#### Input rows
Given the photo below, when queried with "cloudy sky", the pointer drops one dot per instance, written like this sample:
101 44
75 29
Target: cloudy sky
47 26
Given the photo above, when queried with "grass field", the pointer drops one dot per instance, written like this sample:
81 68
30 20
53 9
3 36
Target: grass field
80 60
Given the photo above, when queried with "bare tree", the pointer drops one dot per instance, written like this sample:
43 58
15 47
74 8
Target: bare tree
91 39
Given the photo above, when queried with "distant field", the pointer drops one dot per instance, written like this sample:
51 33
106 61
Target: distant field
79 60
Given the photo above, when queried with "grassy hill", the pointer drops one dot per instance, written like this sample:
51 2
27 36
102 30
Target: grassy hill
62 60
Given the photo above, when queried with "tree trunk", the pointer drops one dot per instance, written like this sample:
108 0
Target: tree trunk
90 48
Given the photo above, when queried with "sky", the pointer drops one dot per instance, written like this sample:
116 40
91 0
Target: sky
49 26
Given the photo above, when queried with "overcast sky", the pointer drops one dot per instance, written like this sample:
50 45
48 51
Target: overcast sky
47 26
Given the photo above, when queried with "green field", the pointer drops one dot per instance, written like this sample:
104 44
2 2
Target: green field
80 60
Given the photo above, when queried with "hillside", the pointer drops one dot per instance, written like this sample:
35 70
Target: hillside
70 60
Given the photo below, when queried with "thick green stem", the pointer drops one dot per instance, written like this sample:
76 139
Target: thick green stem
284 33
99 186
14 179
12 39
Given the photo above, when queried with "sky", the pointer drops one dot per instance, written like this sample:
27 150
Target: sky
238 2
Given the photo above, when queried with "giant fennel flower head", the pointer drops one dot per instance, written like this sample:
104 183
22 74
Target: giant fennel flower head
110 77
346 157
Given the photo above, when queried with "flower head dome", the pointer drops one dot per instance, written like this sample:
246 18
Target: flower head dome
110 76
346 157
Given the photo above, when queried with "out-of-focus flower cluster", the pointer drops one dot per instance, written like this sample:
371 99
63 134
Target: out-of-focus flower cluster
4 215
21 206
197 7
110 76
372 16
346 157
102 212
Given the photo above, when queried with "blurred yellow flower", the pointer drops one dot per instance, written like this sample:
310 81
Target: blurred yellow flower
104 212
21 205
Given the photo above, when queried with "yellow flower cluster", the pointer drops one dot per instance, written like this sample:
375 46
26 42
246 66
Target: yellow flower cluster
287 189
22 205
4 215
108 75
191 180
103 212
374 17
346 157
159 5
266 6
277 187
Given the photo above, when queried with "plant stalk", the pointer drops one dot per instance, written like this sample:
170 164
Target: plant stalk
########
Stated problem:
Find each line in the records above that contains the string "giant" and copy those lines in full. Case counts, so match uppercase and lowercase letters precisely.

Output below:
Given the photo above, when queried with "giant fennel flower head", the pointer drops one dot per instance, written like this sample:
Target: giant fennel flower head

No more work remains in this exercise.